If such a backlash to vaccine tourism went national, with states requiring—or just talking about the possibility of requiring—an official state ID or proof of residence, many of the 10.5 million undocumented immigrants across the U.S. could be discouraged from seeking the vaccine. Nebraska Gov. Pete Ricketts went as far as saying undocumented workers would be excluded from the vaccine plan, though he eventually walked back that statement. The Department of Homeland Security said it “encourages all individuals, regardless of immigration status, to receive the COVID-19 vaccine once eligible under local distribution guidelines.” The Mexican government also said it would make sure Mexican undocumented workers are included in the rollout by calling upon labor laws under the free trade agreement between the two countries.
Carolina Viera, 34, always knew she would get the COVID-19 shot in the U.S. once it became available, no matter the price. She didn’t trust the Mexican government’s capacity to carry out a national vaccination plan, and as a dual citizen who has spent her entire life on the Mexican side of the border, she had options. At the end of January, Viera spent a week refreshing a score of vaccine registration sites in San Antonio, Laredo, and McAllen, Texas, to try to register her parents, both Mexican citizens only. She wasn’t holding her breath after days slipped by and slots filled up in a matter of seconds. But then she got lucky. Viera and her elderly parents all got vaccinated on Feb. 1. “If you have an open appointment system, I don’t think it’s fair to turn people away,” she said over the phone from Monterrey.

§ **REQUIRED ACTION**:
Carry on the passage about COVID-19 vaccine access for immigrants and cross-border travelers, starting after its last sentence. The listing after this passage is separate material with no connection to it.

§ **DATA BLOCK**:

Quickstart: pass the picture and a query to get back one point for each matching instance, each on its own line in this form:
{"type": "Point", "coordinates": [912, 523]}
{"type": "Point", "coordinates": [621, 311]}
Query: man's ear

§ **RESPONSE FOR THIS EXERCISE**:
One Texas state senator, Borris Miles, said in an interview with a Houston TV station that there is no excuse for vaccine tourism: “It’s wrong. It shouldn’t happen. … We can’t let our tax dollars go to their parts of the globe.” However, vaccine tourism also brings money into the U.S. Mexicans traveling to Texas for the vaccine contribute to the local economy, same as they do when they come for other medical treatment. They shop, go out to eat, rent cars, pay for hotel nights—and plenty of taxes on all of the above. The practice of medical tourism precedes the COVID-19 pandemic, and it’s only natural that it will continue in a global crisis. But it’s not that simple; ethics, nationalism, and diplomacy throw this phenomenon into murky territory.
There have been global efforts to counteract inequalities in vaccine access like COVAX, an initiative led in part by the World Health Organization. It is one of the biggest international efforts to ensure that middle- and low-income countries have equal and fair access to the vaccine, asking wealthy countries to invest in vaccine development for all in exchange for doses for them as well. The U.S. under the Trump administration decided not to participate, and the move by wealthy countries to buy enough doses to vaccinate their populations several times over is so far undermining the initiative’s goal. A study by the Economist Intelligence Unit revealed that middle-income and low-income countries could take until 2024 to achieve mass immunization. Meanwhile, high-income countries continue to look after their own by making pre-purchase deals with pharma companies before the vaccines hit the market. The European Union is also looking to create an “export transparency mechanism” to ensure its right of first refusal on any vaccine manufactured within its boundaries to guarantee supply to the bloc.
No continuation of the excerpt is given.